Work instructions → Filter these records by the string "wall", copying each line that holds it.

--- Data excerpts Enclosed Below ---

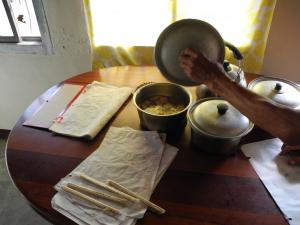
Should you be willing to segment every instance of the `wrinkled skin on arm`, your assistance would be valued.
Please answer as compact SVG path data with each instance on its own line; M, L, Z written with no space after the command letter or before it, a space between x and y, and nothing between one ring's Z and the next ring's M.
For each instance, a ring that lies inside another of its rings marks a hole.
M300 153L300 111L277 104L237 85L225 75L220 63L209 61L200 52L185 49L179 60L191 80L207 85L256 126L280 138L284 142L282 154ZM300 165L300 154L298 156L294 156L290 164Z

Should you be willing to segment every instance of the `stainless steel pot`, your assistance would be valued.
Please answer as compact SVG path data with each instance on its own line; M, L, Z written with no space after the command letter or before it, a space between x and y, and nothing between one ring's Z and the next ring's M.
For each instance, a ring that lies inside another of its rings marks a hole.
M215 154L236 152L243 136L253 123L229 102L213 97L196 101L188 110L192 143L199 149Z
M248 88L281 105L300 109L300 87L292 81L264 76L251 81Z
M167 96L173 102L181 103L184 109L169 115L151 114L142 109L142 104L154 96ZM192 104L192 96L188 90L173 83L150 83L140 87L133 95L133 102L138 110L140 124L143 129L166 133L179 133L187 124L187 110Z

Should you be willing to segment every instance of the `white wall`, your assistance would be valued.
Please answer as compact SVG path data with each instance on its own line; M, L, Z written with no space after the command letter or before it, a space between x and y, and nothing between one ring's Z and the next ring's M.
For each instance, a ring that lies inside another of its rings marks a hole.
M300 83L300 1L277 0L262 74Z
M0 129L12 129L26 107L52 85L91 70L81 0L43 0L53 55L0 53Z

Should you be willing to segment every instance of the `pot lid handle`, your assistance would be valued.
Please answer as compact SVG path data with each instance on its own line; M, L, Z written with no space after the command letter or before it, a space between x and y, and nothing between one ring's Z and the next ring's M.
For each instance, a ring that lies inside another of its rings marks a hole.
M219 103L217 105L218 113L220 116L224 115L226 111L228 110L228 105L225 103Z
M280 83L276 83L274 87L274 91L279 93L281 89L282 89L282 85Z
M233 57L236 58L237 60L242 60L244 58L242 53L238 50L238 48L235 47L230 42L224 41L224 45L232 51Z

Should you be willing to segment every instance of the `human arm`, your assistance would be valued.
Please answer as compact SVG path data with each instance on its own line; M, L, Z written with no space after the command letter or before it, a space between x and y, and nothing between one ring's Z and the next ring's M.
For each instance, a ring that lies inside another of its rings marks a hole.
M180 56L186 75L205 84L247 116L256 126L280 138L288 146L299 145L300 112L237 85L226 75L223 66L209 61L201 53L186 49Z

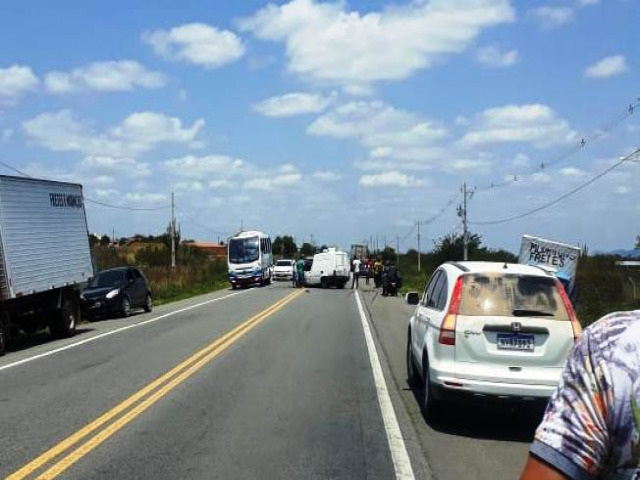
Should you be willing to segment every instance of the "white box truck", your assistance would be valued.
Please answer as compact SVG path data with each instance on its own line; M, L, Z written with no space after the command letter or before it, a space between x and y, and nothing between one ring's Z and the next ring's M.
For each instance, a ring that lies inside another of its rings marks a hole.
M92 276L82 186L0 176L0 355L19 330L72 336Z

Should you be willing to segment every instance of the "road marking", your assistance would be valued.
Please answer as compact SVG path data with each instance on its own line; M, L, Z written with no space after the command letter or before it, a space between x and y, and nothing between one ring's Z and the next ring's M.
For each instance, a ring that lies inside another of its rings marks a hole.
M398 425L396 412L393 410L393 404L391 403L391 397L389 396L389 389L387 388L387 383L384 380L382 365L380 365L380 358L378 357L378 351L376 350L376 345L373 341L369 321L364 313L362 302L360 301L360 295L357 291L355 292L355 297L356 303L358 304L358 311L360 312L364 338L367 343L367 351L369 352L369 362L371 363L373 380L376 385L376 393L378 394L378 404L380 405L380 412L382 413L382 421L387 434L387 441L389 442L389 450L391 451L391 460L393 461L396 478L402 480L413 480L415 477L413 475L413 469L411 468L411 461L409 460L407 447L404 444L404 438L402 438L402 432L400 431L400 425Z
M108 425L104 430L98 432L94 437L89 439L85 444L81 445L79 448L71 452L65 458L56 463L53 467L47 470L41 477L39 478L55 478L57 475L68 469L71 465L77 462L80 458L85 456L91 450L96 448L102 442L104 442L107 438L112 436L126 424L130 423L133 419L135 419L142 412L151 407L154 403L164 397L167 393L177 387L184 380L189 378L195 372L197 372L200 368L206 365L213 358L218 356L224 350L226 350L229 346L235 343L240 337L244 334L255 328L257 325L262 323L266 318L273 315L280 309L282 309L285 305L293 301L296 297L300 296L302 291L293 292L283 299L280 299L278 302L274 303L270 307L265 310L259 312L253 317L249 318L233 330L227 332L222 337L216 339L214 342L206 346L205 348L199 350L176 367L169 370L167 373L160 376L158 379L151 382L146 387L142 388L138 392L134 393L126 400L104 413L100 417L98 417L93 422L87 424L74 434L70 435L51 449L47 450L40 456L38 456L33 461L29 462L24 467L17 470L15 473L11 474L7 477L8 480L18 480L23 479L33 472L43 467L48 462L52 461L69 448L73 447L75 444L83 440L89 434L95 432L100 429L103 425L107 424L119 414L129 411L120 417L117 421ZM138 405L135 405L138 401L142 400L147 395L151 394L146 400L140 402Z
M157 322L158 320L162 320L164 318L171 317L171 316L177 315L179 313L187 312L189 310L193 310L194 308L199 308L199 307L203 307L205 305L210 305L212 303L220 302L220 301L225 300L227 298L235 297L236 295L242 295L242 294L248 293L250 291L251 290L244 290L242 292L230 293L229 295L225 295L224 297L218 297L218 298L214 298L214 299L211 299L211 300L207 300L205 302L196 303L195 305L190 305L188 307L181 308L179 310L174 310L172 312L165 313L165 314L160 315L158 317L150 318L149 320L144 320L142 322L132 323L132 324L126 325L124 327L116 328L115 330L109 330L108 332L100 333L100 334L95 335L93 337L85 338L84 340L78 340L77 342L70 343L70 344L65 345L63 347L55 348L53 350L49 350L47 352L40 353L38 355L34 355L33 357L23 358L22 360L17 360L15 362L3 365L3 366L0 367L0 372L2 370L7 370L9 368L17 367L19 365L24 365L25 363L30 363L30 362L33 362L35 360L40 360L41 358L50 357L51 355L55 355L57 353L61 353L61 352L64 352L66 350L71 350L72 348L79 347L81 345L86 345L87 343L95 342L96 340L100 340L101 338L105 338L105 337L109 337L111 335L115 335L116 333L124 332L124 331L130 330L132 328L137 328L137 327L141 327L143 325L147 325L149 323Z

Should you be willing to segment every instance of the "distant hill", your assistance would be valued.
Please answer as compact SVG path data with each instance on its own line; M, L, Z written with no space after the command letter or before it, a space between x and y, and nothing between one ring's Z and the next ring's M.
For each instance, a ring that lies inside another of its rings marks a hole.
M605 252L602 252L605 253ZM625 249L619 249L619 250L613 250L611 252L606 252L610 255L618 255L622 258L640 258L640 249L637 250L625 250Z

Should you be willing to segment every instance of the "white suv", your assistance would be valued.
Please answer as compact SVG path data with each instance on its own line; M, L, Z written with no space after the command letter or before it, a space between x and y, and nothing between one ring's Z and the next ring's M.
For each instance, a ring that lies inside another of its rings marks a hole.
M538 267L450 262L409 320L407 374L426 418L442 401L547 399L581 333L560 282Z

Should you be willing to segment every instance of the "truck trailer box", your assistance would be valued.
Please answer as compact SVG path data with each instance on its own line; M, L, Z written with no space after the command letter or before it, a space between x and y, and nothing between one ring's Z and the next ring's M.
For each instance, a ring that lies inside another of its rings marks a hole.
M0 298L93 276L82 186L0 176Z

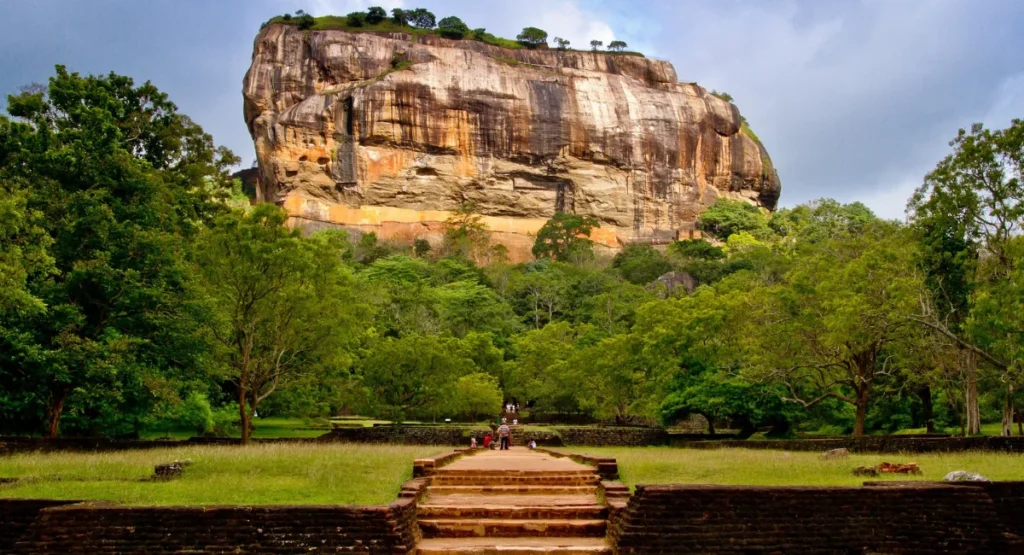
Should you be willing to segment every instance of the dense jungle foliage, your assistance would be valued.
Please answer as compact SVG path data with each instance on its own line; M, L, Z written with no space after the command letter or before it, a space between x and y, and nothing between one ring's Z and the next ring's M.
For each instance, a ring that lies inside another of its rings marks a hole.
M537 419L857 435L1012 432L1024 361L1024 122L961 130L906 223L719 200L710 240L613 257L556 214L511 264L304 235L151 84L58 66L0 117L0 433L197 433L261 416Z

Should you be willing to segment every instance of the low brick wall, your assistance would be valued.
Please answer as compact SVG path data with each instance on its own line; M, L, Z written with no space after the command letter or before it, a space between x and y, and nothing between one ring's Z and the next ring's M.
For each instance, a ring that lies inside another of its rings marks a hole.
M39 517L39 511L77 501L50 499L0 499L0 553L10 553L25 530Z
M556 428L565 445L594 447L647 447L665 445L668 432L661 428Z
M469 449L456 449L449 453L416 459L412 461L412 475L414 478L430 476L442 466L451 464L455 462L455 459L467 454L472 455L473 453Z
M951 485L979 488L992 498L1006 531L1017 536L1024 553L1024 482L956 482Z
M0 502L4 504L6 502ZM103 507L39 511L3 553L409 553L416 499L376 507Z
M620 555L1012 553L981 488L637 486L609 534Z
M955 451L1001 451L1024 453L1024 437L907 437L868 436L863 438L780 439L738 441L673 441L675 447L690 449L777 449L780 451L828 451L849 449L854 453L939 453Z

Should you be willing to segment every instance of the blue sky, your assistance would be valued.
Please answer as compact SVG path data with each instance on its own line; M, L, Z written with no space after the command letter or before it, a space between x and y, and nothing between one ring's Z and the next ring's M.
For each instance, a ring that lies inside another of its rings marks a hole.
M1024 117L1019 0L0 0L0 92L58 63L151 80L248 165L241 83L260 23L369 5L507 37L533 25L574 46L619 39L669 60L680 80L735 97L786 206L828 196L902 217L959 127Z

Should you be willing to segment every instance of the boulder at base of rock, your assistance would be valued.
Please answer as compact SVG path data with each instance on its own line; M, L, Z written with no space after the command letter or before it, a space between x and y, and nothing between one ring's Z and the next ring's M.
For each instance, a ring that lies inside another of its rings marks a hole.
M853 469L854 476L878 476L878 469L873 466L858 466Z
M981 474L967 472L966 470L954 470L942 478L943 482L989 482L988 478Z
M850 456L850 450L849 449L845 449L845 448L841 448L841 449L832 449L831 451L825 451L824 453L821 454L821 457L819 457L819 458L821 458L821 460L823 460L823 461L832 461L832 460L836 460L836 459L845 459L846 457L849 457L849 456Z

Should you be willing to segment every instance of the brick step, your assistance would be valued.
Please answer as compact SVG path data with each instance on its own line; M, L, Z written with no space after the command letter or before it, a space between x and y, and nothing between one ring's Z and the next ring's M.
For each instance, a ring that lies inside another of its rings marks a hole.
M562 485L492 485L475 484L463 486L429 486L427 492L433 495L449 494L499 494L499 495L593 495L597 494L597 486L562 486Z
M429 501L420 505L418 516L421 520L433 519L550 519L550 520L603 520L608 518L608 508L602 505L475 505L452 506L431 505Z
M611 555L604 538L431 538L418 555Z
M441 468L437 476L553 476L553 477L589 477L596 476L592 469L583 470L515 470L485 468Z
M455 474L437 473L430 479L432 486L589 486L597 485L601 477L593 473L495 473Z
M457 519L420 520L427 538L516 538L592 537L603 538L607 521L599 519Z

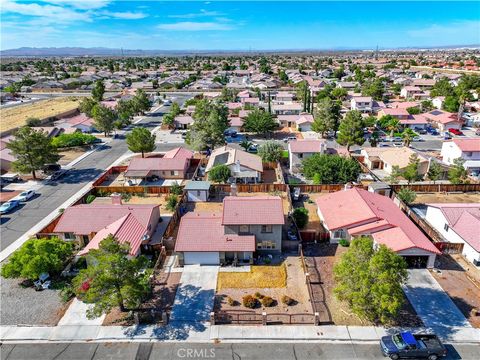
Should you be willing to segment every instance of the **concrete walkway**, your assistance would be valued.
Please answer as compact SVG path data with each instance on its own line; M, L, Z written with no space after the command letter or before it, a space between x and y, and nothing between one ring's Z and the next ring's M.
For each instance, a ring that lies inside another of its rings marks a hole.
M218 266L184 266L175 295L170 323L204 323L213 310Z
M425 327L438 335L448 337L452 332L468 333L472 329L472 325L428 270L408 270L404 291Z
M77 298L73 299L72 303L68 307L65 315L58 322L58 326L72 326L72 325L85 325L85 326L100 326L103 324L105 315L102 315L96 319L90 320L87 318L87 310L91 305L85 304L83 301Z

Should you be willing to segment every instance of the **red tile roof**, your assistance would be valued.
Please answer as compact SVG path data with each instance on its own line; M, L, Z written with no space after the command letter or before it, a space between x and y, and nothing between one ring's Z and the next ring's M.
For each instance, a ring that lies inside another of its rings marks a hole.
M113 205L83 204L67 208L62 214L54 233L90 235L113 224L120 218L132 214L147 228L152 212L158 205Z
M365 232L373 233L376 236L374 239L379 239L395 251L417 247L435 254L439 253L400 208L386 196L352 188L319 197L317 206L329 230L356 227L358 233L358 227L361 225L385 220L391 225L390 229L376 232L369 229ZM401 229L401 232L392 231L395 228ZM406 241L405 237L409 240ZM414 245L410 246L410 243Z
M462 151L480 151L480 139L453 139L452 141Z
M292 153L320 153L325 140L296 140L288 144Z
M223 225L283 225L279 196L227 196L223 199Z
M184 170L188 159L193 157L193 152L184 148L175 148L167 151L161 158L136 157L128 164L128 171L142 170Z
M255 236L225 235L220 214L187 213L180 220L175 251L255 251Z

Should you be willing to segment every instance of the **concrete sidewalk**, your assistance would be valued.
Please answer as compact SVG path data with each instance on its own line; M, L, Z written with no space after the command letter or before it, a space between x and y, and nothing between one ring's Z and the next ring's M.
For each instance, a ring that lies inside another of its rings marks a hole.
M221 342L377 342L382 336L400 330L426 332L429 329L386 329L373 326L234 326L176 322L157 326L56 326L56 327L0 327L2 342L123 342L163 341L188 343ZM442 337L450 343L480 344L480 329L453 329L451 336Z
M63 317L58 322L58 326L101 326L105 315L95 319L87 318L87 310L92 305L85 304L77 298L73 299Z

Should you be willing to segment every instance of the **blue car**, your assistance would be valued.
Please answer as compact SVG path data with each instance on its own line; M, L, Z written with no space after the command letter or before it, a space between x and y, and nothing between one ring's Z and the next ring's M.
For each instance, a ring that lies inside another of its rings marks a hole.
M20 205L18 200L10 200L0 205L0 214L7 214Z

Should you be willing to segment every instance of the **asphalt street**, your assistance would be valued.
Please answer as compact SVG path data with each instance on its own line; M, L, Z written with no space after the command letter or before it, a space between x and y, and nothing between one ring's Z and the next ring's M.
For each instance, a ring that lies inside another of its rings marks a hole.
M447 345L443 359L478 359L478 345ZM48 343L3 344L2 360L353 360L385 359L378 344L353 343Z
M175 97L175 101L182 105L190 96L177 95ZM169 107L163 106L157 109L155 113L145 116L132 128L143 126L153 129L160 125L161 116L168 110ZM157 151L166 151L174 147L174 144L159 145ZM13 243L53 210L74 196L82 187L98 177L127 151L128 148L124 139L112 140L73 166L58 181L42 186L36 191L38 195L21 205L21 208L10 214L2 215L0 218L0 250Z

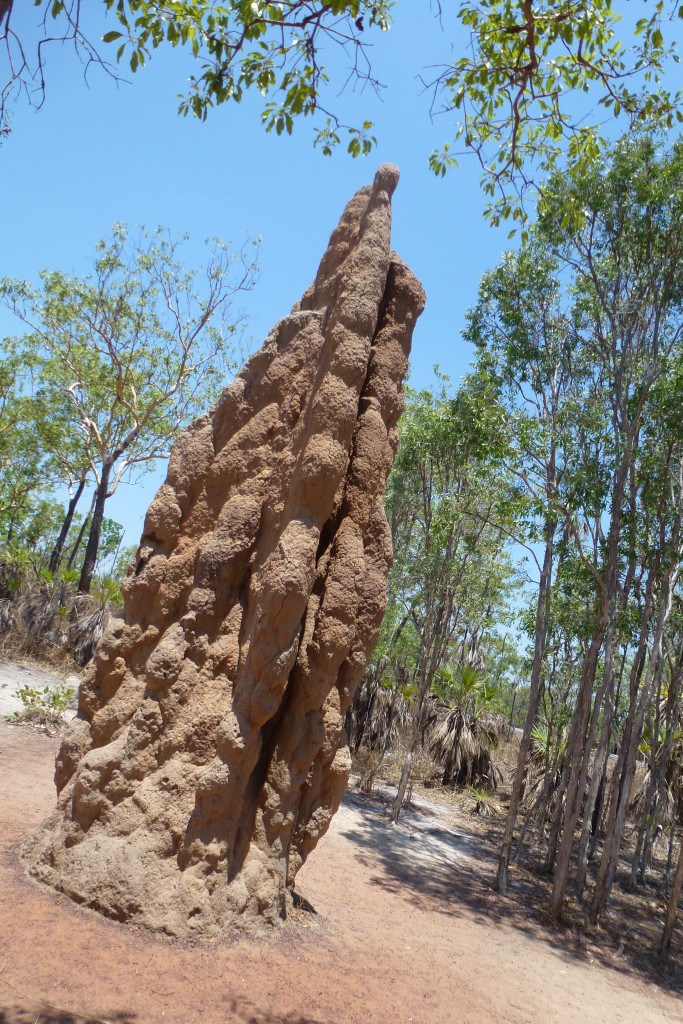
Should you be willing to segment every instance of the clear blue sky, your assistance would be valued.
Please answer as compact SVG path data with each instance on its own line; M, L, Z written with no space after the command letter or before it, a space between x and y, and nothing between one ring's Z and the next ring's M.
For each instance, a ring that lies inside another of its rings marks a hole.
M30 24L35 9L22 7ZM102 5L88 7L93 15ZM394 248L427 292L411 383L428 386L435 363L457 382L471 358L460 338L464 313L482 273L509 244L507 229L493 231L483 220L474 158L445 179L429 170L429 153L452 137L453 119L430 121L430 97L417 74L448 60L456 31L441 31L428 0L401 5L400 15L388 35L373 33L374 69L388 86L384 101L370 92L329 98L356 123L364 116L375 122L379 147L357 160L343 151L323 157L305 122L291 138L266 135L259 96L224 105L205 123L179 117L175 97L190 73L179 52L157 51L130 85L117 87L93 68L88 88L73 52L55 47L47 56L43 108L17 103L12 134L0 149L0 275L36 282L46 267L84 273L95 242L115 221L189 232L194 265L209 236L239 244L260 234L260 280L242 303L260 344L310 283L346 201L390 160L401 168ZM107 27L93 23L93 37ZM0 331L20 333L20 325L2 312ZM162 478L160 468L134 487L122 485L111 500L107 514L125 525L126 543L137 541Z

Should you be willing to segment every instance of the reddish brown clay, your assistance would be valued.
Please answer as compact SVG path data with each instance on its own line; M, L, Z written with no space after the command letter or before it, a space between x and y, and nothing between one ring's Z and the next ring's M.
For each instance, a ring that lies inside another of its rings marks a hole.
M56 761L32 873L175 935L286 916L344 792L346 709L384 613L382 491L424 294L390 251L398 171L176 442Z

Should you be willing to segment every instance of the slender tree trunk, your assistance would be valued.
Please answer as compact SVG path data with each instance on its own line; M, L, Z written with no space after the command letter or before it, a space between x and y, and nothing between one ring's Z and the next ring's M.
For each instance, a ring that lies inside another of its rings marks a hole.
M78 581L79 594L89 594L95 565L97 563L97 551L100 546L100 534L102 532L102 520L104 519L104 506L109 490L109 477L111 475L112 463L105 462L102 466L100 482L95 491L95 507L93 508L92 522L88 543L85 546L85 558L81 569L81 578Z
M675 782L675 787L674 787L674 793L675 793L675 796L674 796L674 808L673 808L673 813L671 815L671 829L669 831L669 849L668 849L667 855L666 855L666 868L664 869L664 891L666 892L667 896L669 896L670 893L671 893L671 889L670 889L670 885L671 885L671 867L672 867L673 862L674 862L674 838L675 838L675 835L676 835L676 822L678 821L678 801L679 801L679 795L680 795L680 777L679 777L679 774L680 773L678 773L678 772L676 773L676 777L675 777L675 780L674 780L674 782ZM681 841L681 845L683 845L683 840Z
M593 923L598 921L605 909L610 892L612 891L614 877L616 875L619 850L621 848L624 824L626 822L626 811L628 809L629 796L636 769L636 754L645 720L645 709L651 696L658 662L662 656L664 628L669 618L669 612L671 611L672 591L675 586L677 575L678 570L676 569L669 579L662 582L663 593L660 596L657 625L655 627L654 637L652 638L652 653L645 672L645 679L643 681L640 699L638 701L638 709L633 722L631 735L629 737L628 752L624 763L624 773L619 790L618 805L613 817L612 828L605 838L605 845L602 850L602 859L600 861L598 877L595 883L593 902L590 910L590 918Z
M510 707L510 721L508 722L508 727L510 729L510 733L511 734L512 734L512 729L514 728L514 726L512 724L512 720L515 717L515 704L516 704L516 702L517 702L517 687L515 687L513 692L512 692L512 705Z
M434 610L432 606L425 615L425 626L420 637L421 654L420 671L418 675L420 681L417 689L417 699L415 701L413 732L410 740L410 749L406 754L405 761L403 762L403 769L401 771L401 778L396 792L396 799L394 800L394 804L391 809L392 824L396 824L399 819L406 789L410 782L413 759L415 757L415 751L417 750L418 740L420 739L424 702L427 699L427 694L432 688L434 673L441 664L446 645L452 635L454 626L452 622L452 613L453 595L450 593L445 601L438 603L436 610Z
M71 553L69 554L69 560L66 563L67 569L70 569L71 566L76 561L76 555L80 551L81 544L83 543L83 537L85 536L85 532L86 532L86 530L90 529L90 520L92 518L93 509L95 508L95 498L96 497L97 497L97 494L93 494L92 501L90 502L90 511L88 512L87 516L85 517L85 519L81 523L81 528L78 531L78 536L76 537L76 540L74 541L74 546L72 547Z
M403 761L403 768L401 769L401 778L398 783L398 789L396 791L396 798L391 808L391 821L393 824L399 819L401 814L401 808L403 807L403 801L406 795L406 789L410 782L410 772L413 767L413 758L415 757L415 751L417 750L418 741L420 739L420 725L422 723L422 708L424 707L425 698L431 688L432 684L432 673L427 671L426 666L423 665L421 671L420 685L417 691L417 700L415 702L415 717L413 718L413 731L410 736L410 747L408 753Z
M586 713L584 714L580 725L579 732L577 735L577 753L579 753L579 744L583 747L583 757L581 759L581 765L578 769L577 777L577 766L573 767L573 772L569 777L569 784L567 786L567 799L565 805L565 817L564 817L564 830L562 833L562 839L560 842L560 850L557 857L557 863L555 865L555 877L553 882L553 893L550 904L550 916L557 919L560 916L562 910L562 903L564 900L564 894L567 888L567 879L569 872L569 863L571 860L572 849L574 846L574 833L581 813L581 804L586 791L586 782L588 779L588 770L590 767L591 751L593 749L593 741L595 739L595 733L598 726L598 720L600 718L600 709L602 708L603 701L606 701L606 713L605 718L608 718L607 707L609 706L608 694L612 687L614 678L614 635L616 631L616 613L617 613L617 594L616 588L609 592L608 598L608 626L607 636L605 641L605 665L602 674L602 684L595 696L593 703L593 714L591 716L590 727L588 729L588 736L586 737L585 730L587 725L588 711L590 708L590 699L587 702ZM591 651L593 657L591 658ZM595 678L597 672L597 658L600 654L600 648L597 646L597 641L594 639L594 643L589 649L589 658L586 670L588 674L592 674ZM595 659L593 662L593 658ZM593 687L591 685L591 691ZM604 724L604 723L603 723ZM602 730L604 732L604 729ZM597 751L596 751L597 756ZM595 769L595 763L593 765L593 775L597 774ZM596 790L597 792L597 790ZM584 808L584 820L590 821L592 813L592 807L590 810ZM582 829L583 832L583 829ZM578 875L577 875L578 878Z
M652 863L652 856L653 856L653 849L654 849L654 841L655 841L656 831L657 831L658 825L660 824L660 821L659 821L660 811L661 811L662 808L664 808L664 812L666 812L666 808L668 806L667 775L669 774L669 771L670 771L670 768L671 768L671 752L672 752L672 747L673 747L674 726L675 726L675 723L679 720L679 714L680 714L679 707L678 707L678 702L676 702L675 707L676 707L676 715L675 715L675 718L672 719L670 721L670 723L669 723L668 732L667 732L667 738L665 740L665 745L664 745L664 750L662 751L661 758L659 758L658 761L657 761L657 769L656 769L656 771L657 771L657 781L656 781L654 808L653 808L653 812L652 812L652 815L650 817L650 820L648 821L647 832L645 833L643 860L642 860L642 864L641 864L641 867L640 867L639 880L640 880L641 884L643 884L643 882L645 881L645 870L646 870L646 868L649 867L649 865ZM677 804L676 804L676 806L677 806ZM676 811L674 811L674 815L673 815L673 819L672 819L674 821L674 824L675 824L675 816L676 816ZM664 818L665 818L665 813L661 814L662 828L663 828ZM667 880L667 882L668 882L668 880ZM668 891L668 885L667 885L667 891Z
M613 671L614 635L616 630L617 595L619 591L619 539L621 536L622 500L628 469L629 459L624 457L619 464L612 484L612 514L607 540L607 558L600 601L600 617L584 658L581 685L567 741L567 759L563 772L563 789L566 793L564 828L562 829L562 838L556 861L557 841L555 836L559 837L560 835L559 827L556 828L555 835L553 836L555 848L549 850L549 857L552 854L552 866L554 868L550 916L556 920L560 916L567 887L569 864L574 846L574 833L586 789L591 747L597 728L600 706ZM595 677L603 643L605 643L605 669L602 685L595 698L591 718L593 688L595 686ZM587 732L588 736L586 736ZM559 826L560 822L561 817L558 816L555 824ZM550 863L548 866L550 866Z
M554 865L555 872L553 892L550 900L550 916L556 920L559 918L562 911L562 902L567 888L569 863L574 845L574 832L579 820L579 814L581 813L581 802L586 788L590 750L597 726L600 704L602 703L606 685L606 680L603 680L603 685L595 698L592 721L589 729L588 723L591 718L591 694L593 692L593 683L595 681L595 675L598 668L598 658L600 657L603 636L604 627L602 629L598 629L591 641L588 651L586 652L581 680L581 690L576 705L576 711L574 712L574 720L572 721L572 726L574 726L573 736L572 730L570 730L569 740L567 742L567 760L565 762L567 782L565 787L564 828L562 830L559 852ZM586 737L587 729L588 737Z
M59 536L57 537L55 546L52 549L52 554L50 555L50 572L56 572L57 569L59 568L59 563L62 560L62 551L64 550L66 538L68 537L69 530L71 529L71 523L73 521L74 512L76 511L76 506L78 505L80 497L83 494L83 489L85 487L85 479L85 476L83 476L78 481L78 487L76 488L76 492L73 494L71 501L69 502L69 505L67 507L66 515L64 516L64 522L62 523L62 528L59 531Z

--- End of Enclosed Data excerpts ---

Solution to the problem →
Should you be willing to segment every instance of the `white wall`, your assistance would be valued.
Should you be willing to segment every instance of the low brick wall, your assistance would be valued.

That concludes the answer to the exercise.